◆ **INSTRUÇÃO**: Reúna, copiando sem mudar nada, todas as linhas dos registros abaixo que trazem a palavra "trousers".

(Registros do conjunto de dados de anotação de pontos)
—————

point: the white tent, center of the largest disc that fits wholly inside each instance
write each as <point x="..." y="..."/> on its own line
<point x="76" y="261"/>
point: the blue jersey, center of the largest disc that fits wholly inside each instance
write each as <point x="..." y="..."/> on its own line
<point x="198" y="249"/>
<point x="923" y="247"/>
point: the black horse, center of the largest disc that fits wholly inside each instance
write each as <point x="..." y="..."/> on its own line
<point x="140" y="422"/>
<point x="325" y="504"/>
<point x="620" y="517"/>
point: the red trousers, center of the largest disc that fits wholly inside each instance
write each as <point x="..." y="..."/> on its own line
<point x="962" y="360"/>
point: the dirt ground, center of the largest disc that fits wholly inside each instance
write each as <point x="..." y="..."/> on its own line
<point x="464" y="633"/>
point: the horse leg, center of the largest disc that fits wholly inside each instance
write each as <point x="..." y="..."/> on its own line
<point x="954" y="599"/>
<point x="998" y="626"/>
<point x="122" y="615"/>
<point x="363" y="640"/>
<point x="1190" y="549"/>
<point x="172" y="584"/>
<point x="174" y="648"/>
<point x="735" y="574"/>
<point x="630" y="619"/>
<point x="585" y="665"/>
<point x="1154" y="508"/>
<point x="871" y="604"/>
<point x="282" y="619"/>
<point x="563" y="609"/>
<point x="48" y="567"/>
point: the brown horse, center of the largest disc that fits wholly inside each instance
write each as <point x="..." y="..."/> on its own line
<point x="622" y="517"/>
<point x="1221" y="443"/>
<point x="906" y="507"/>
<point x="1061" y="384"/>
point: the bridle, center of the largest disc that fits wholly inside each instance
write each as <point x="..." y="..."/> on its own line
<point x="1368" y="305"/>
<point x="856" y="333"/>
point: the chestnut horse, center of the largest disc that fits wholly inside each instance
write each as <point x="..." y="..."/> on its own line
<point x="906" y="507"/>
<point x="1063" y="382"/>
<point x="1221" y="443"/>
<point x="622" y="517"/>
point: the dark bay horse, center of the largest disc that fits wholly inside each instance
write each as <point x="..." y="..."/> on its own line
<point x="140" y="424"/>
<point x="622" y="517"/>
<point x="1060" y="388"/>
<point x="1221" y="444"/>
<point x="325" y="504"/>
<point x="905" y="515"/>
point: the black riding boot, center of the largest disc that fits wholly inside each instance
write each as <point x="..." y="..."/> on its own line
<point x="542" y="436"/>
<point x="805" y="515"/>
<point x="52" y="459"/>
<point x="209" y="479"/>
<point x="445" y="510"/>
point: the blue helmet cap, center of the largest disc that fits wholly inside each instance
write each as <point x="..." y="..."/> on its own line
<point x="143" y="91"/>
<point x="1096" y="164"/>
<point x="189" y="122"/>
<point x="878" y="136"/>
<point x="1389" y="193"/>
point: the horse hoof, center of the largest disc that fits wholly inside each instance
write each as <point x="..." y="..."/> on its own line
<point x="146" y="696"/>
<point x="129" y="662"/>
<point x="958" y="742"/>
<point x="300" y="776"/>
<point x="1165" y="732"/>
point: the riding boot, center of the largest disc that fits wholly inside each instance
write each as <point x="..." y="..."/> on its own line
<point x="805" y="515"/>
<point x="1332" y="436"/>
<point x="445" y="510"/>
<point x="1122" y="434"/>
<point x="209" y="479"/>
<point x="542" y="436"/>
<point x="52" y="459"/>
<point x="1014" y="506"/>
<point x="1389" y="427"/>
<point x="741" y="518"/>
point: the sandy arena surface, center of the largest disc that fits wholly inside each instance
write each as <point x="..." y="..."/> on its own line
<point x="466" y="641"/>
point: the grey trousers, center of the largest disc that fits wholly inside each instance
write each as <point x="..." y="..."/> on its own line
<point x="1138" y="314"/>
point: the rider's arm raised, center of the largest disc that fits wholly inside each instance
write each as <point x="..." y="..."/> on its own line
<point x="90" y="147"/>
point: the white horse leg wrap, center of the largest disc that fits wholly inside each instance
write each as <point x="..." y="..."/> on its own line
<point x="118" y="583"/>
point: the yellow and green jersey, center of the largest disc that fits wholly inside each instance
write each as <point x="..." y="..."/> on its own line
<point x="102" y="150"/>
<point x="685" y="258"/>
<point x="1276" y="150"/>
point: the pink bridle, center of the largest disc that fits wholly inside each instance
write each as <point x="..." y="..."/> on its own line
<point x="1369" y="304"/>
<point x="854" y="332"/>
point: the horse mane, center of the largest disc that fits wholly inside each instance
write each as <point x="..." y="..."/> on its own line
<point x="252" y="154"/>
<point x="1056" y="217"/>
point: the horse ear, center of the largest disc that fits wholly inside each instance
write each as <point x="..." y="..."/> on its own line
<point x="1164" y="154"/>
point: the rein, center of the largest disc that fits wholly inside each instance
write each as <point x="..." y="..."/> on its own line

—————

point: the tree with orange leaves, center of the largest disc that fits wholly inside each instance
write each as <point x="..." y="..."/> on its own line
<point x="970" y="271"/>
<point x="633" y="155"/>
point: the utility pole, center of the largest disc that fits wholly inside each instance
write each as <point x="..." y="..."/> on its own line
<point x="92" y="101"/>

—————

◆ **RESULTADO FINAL**:
point: the red trousers, center of the largest disc that fits wholly inside each instance
point: the grey trousers, center of the largest disc that fits wholly inside each instance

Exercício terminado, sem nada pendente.